■ WHAT IS REQUIRED ■
After finding the line that contains "Would you be so kind as to locate the white building" in the entries below, retype it and every following line precisely, the last included.

───── INFORMATION GIVEN ─────

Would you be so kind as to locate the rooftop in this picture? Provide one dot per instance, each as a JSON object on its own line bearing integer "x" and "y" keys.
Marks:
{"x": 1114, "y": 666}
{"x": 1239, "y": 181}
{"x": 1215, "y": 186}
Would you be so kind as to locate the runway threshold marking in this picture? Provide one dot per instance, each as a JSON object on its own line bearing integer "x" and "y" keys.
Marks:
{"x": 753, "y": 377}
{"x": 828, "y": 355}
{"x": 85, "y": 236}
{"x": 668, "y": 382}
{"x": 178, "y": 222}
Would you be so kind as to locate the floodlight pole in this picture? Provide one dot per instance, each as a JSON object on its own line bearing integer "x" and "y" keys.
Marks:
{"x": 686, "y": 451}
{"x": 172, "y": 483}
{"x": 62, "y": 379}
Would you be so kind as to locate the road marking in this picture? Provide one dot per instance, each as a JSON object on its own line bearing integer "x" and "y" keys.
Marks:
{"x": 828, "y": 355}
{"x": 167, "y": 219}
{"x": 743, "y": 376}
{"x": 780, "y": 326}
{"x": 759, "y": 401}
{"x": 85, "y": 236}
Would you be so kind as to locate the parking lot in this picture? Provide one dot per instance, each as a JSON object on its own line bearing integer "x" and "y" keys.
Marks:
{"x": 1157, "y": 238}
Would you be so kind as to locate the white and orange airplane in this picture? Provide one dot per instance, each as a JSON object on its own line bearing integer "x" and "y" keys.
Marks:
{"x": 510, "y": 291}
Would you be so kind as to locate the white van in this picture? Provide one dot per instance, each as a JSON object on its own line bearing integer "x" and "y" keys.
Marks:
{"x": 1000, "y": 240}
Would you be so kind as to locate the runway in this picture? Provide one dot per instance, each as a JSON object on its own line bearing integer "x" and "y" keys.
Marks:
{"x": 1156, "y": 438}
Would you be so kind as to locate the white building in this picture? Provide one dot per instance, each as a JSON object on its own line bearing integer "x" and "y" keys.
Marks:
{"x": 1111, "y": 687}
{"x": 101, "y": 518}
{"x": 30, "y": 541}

─────

■ YOUR SOLUTION ■
Would you be so kind as to locate the white building in this picture? Provide one dot per instance, each as a JSON object on its own line bearing integer "x" and "y" keys.
Marks:
{"x": 1111, "y": 687}
{"x": 101, "y": 518}
{"x": 30, "y": 541}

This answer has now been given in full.